***** The data
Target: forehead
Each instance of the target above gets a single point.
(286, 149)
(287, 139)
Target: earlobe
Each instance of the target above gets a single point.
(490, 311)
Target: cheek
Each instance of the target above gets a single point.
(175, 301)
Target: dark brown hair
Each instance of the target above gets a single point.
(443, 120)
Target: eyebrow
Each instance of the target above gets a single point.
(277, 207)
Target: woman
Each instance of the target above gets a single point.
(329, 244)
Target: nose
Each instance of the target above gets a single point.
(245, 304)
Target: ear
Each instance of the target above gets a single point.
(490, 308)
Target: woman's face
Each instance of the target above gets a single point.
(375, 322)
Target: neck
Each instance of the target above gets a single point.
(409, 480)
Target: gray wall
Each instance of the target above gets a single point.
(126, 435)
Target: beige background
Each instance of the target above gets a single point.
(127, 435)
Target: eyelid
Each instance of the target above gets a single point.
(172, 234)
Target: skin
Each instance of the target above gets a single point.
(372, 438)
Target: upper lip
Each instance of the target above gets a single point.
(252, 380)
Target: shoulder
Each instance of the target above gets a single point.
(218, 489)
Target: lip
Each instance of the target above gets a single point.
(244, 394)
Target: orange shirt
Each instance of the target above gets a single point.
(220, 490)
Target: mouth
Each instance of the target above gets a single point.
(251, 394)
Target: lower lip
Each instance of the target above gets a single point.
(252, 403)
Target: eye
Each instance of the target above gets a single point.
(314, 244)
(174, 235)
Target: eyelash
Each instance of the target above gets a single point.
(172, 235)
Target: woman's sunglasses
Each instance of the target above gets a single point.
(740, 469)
**********
***** The data
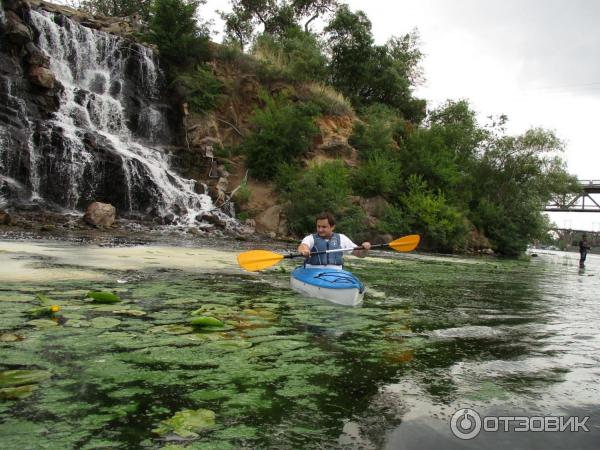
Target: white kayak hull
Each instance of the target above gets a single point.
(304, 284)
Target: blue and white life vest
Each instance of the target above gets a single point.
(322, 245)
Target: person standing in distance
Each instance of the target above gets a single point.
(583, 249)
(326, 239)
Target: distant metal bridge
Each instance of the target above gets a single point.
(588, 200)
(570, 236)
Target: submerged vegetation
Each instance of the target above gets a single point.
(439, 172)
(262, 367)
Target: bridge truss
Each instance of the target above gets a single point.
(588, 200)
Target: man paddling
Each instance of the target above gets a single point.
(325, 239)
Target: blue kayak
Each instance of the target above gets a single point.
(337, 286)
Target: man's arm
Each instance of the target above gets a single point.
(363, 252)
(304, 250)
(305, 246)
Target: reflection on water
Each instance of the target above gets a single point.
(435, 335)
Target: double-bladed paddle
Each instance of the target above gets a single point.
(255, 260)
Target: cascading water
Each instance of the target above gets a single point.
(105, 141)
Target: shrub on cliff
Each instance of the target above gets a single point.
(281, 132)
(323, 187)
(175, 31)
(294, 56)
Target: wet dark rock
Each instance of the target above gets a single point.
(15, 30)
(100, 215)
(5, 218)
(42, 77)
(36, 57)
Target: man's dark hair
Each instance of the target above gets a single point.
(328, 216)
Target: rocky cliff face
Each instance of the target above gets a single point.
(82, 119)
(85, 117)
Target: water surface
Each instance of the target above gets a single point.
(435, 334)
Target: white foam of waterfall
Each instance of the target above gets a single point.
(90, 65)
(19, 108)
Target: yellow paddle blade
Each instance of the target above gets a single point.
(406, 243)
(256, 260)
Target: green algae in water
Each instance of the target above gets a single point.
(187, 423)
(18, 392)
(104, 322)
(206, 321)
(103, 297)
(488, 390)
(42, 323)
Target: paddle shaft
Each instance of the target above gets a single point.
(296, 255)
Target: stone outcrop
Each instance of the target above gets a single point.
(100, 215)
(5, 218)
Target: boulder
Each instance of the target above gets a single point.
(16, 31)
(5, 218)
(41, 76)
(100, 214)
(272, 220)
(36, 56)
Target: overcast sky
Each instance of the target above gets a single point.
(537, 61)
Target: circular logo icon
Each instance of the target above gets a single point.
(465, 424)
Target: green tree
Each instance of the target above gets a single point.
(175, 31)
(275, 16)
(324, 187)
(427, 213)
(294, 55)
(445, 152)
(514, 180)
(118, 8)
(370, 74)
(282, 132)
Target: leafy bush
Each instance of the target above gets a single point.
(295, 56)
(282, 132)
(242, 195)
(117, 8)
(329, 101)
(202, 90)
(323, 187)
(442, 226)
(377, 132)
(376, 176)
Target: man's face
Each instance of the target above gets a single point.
**********
▶ [Problem requirements]:
Go through the listing above and find each line containing the string "green"; copy those lines.

▶ [Solution to this task]:
Target: green algae in water
Target: green tree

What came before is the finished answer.